Care amiche e amici,

Parigi, note e parole di “resilienza”. (di Antonio Vermigli)

In questi giorni le parole più ricorrenti sono terrorismo, Jihad, guerra, attentati, kamikaze, sospetto, paura.

Parole che evocano in chi ha qualche anno in più come me, ricordi di esperienze che non si sarebbero più volute vivere.

Parole che suscitano impotenza in quelle nuove generazioni, cresciute a pane, videogiochi e film d’azione, che si ritrovano disorientate e confuse in realtà che da “virtuale” si fa drammaticamente “reale”.

Se si presta attenzione, però, in mezzo al frastuono delle parole del terrore, ce n’è una che spicca per il suo stile, pacato ma fermo e deciso, e la sua concretezza. E’ una parola bellissima: “resilienza”.

La resilienza è la capacità di far fronte ai traumi in maniera vitale. E’ forza di ricostruirsi, restando sensibili alle cose positive che la vita offre.

La Francia, colpita a morte dalla follia omicida di un gruppo di fanatici terroristi, ci sta offrendo note e parole di resilienza, che sono un vero e proprio inno alla vita.

Sono note di resilienza quelle della marsigliese, che la sera del 13 novembre, in una notte ancora buia e cupa, esce fisicamente dallo stadio di Parigi, dove poche ore prima era risuonata come segno distintivo della nazionale di calcio. A portare fuori da quello stadio quelle note, che da anni siamo soliti ascoltare soprattutto durante le competizioni sportive, sono i francesi che si aggrappano, l’uno accanto all’altro, a quelle parole, a quei ritmi per trovare la forza di continuare a vivere, per non sentirsi soli. Quell’inno, scritto la sera del 25 aprile 1792 da Rouget de Lisle, che divenne ben presto la chiamata alle armi della Rivoluzione francese e in questo contesto assunse proprio il nome di Marsigliese perché cantata nelle strade dai volontari provenienti da Marsiglia al loro arrivo a Parigi è oggi un segno di resilienza, che riecheggia non solo per le strade di Parigi, ma di tutto il mondo, reale e virtuale.

====

COMPITI DA SVOLGERE:
a) Secondo il brano, perché l'inno scritto da Rouget de Lisle prese il nome di Marsigliese? Rispondi in una o due frasi.
b) Rispondi in base al brano:
(i) Come viene definita la resilienza?
(ii) In che data fu scritto l'inno della Marsigliese, e da chi?
(iii) In quale sera le note della marsigliese escono dallo stadio di Parigi?
Per svolgere i compiti le righe non servono.

DATI GREZZI:
====

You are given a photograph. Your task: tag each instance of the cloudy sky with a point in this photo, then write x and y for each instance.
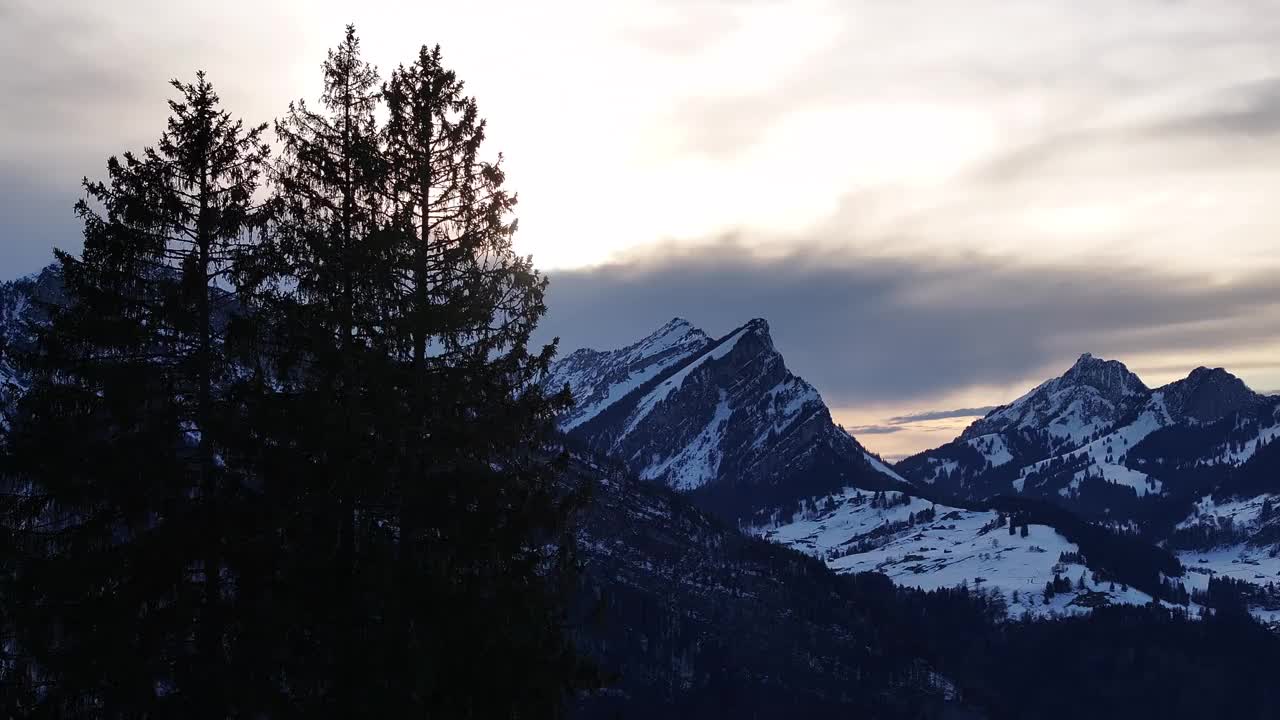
(935, 204)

====

ESITI DEI COMPITI:
a) L'inno prese il nome di Marsigliese perché era cantato nelle strade dai volontari provenienti da Marsiglia al loro arrivo a Parigi. Questo avvenne quando era ormai diventato la chiamata alle armi della Rivoluzione francese.

b)
(i) È la capacità di far fronte ai traumi in maniera vitale, cioè la forza di ricostruirsi restando sensibili alle cose positive che la vita offre.
(ii) Fu scritto da Rouget de Lisle la sera del 25 aprile 1792.
(iii) La sera del 13 novembre.